■ **WHAT YOU HAVE TO DO**: Copy word for word the part of the nursing home outbreak report below, starting at "There have been" and ending at "facility to help.".

The latest victims are an 87-year-old man and an 82-year-old woman. Both were in long-term care in the memory unit. The woman was the first person who tested positive for COVID-19 at the facility.

Another resident, Robert Blackbird, died last week. The 91-year-old was in hospice.

Now, Kirsten Johnson - the director of the Washington Ozaukee County Health Department - is sharing a warning about other facilities.

"Please learn from what we have figured out because this is happening everywhere, and we need to slow the spread as much as we can," Johnson said. "I would venture to guess that every facility in both of our counties, and throughout southeast Wisconsin have similar numbers, they just aren't aware of it yet."

There have been at least 13 positive cases of COVID-19 reported among staff and residents at Village Pointe Commons. Last weekend, the Wisconsin National Guard sent six military medics to the facility to help.

Johnson confirms five additional nursing homes in Washington and Ozaukee Counties have reported outbreaks of COVID-19 since Saturday, March 21st.

"When we realized this, is when we became alarmed, and it's exactly why we've issued the orders we have over the last week," she said.

The newest health order forbids any nursing home staff or caregivers from working at multiple facilities in the area, as many of them do.

"Staff in these facilities often work for staffing agencies, or they are employed by more than once facility," Johnson said. "The same goes for hospice providers and hospice caregivers. That introduces significant more risk to the individuals living in those facilities, and to those caregivers themselves. They're being exposed."

Johnson has already mandated that nursing home residents stay quarantined in their rooms and that all staff wear personal protective equipment, otherwise known as PPE. The same goes for first responders who are called to nursing homes.

"EMS was being called to a fall or chest pain, those people would then be transported to the hospital, and when they were tested for COVID-19, it came back positive," Johnson said. "Then we start backtracking, and those first responders weren't wearing PPE, because they weren't called for COVID-19 related emergencies."

She hopes a similar statewide order follows, and other places take notice quickly.

■ **EXTRACTED ENTRIES**:
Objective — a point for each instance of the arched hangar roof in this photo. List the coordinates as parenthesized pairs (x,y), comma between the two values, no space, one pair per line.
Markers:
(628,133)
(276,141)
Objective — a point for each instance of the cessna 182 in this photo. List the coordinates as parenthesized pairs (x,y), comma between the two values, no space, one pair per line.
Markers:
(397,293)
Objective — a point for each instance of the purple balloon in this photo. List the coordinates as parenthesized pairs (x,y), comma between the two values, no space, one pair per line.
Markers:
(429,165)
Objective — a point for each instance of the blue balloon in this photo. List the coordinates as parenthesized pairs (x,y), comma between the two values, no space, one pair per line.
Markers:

■ **WRITTEN RESPONSE**:
There have been at least 13 positive cases of COVID-19 reported among staff and residents at Village Pointe Commons. Last weekend, the Wisconsin National Guard sent six military medics to the facility to help.